▶ [Source]:
The maximum amount due during the year of above loans was Rs. 80.34 crores and the year end balance of loans so granted was Rs. 77.64 crores. These loans includes interest free loans aggregating Rs. 62.93 crores made to two wholly owned subsidiaries, which, as explained to us, have been made for setting up new projects and making strategic investments in other subsidiaries.

(b) In our opinion and according to the information and explanations given to us, after considering the purpose for which loans have been granted as indicated in paragraph 4(iii)(a) of the Companies (Auditor's Report) Order, 2003 (hereinafter referred to as the Order), the rate of interest and other terms and conditions of the loans granted, are, prima-facie, not prejudicial to the interest of the Company.

(c) According to the information and explanations given to us, the parties, to whom the loans have been granted by the Company, as referred to in paragraph 4(iii)(a) above, have been regular in repayment of principal amount as stipulated and have been regular in payment of interest where charged.

(d) According to the information and explanations given to us, there are no overdue amounts in respect of the loans granted as referred to in paragraph 4(iii)(a) above and interest thereon where charged.

(e) According to the information and explanations given to us, the Company has not taken any loans, secured or unsecured from companies, firms or other parties covered in the register maintained under section 301 of the Companies Act, 1956. Accordingly, paragraph (iii)(f) and (g) of the Order are not applicable.

(iv) In our opinion and according to the information and explanations given to us, there is an adequate internal control system commensurate with the size of the Company and the nature of its business with regard to purchases of inventory and fixed assets and the sale of goods and services. During the course of our audit, we have not observed any major weakness in such internal control system.

(v) In respect of contracts or arrangements entered in the Register maintained in pursuance of Section 301 of the Companies Act, 1956, to the best of our knowledge and belief and according to the information and explanations given to us:

(a) The particulars of contracts or arrangements referred to in Section 301 that needed to be entered in the Register maintained under the said Section have been so entered.

(b) Where each of such transaction is in excess of Rs.5 lakhs in respect of any party, the transactions have been made at prices which are prima facie reasonable having regard to the prevailing market prices at the relevant time.

(vi) In our opinion and according to the information and explanations given to us, the Company has complied with the provisions of section 58A, section 58AA or any other relevant provisions of the Companies Act, 1956 and the Companies (Acceptance of Deposits) Rules, 1975, with regard to the deposits accepted from the public. As per information and explanations given to us, no order under the aforesaid sections has been passed by the Company Law Board or National Company Law Tribunal or Reserve Bank of India or any Court or any other Tribunal on the Company.

▶ [Task list]:
**A)** From the auditor's report, extract everything from "(vi) In our" down to "on the Company.".
**B)** According to the auditor's report, why are paragraph (iii)(f) and (g) of the Order not applicable?
**C)** Answer these from the auditor's report:
(i) What was the maximum amount due during the year on the loans granted?
(ii) Above what amount per party must a transaction be for the price-reasonableness finding in (v)(b) to apply?
(iii) Which rules, besides the Companies Act, 1956, does the report say the Company complied with regarding deposits accepted from the public?

Region segmentation data
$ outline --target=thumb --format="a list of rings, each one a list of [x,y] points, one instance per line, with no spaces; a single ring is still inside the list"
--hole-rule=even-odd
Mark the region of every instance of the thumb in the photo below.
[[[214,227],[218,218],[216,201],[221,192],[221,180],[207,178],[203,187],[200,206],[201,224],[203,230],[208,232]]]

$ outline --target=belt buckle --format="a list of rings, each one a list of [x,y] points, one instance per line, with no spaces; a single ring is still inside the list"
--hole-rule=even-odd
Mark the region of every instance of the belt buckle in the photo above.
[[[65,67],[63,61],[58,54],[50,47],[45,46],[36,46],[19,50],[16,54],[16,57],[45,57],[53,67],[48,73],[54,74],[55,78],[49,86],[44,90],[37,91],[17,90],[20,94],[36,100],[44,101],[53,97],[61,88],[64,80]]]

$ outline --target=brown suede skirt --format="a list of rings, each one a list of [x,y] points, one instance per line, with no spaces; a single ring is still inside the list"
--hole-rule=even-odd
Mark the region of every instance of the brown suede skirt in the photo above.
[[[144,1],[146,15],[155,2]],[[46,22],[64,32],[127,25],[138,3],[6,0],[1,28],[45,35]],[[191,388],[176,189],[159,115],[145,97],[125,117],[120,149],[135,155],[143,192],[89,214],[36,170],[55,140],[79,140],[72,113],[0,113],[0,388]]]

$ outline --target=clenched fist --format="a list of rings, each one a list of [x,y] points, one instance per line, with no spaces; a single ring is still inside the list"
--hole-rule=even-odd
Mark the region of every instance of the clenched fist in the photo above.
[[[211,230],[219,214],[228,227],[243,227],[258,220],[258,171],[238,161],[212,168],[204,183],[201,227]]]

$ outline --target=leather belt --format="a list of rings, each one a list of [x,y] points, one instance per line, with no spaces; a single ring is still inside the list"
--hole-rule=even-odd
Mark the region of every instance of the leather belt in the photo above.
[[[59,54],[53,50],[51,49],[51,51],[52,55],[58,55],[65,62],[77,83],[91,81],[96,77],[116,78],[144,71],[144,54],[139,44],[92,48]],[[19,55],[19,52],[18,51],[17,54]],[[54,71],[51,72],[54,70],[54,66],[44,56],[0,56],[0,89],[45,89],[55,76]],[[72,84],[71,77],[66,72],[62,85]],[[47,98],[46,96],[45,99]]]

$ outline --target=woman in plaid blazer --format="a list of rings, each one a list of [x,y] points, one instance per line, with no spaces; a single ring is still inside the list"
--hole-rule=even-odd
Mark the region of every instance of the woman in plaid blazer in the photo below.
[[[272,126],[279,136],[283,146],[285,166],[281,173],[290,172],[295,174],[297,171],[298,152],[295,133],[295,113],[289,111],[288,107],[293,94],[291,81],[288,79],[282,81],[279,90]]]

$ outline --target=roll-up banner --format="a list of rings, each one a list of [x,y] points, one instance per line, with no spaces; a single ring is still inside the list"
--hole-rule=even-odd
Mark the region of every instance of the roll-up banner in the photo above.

▶ [Expected answers]:
**A)**
(vi) In our opinion and according to the information and explanations given to us, the Company has complied with the provisions of section 58A, section 58AA or any other relevant provisions of the Companies Act, 1956 and the Companies (Acceptance of Deposits) Rules, 1975, with regard to the deposits accepted from the public. As per information and explanations given to us, no order under the aforesaid sections has been passed by the Company Law Board or National Company Law Tribunal or Reserve Bank of India or any Court or any other Tribunal on the Company.

**B)** They are not applicable because the Company has not taken any loans, secured or unsecured, from companies, firms or other parties covered in the register maintained under section 301 of the Companies Act, 1956.

**C)**
(i) Rs. 80.34 crores
(ii) Rs. 5 lakhs
(iii) The Companies (Acceptance of Deposits) Rules, 1975